— Exercise 1 —
Answer these about the pandas walkthrough:
(a) How many rows does the read_csv call skip?
(b) Which string method could split the skill paths into separate, smaller dataframes?
(c) Where was the basic cleaning done before importing?
— Exercise 2 —
Please reproduce the entries from the line containing "[locate] cathedral (a" through the end of the entries, requests included, shifting each coordinate in the answers by adding 70 to every number. Leave the pictures out.

— Selected passage —
Let's grab our data and take a look at it. (I did some basic cleaning and removed irrelevant rows in Google Sheets prior to importing, but that isn't strictly necessary for any of this).

In [2]:
import pandas as pd
import numpy as np

# Import the SEMRush export and skip the extraneous rows it has at the top 
df = pd.read_csv('skill-ranks.csv', skiprows=7)
# rename the columns and drop the useless one
df.columns = ['keyword', 'rank', 'dtype', 'url', 'difference', 'tags', 'cpc', 'volume']
df = df[['keyword', 'rank', 'url', 'tags', 'cpc', 'volume']]

# double-checking it worked right by looking at the output
df.head(2)

Unnamed: 0,keyword,rank,url,tags,cpc,volume
0,learn data science,1,https://www.dataquest.io/blog/learn-data-science/,career-builder|q3top10|tier1,7.37,880.0
1,python api tutorial,1,https://www.dataquest.io/blog/python-api-tutor...,api|python|skill-python-apis-scraping|tier3,1.97,390.0


The way SEMRush handles tags in exports is kind of annoying, but we can live with it. We've got a bunch of different skill paths, and we could use str.contains to separate each of them into a separate, smaller dataframe, like so:

In [3]:
#commented out because we don't need to run this, it's just some info on an alternate method.

# python_stats = df[df['tags'].str.contains('skill-python-stats')]

But, it may be easier in the future if we keep this all in one database, so instead, let's set a list of conditions and corresponding values, and then create a new column that'll list _only_ the skillpath tag.

[Entries for pointing and labeling]
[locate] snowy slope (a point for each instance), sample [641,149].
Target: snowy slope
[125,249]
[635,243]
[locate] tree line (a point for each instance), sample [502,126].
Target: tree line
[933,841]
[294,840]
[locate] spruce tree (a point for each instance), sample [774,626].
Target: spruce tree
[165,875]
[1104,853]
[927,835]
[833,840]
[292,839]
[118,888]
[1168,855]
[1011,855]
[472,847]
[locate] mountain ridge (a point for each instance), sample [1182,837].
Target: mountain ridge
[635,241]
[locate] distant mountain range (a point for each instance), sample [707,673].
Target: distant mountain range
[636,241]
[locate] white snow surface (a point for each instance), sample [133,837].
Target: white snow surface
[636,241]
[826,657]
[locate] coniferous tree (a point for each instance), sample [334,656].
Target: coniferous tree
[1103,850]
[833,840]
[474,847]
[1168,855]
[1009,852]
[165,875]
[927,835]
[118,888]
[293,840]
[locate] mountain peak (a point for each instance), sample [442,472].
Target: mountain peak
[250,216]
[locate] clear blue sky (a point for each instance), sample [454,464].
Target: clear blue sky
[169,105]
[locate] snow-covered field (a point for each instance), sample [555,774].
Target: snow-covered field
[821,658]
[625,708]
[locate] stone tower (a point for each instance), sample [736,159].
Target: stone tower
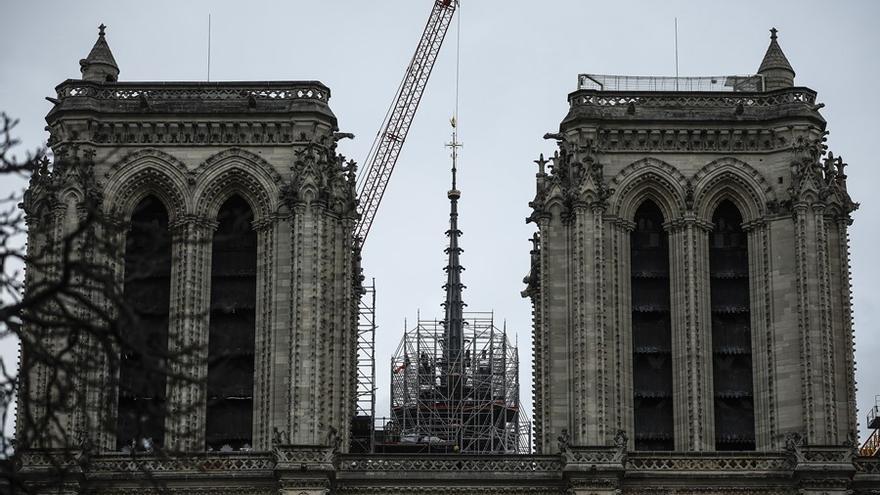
[239,188]
[690,280]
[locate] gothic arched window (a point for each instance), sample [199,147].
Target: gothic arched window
[651,331]
[144,328]
[229,410]
[731,331]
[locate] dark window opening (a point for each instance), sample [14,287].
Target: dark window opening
[731,331]
[144,329]
[229,411]
[651,331]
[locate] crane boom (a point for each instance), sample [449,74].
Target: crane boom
[389,141]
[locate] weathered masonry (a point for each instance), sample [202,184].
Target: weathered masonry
[235,214]
[689,278]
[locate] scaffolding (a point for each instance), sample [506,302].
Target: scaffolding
[871,447]
[468,404]
[362,425]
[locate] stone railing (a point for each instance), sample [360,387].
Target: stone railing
[713,461]
[438,463]
[195,91]
[868,465]
[199,463]
[594,98]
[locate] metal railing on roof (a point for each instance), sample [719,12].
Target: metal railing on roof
[729,84]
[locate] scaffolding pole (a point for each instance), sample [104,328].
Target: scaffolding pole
[470,405]
[363,426]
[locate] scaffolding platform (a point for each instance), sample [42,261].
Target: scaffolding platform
[468,404]
[871,447]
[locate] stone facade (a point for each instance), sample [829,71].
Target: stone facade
[193,145]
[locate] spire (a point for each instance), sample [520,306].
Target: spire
[454,320]
[775,68]
[100,66]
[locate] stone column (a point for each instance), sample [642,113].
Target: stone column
[588,352]
[619,304]
[691,333]
[264,345]
[321,346]
[814,323]
[845,332]
[192,239]
[763,339]
[553,391]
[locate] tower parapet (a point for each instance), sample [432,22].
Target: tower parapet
[700,348]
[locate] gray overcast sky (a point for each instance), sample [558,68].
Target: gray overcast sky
[519,60]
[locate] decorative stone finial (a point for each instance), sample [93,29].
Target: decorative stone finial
[774,67]
[100,66]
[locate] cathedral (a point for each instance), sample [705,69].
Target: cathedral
[689,283]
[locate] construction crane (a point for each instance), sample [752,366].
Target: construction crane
[370,189]
[389,141]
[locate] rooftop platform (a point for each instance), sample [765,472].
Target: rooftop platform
[727,84]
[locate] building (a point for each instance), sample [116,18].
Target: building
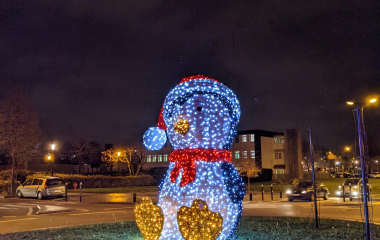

— Exercise result 1 —
(a) 7
(b) str.contains
(c) Google Sheets

— Exercise result 2 —
[locate] cathedral (a point for each instance), sample [705,69].
Target: cathedral
[759,353]
[locate] construction crane (a point for each instance), sample [752,366].
Target: construction crane
[440,259]
[459,211]
[locate] rooftop platform (a point for each instance), sample [765,472].
Target: rooftop platform
[797,154]
[locate] building (a point for each instance), sample [116,18].
Target: building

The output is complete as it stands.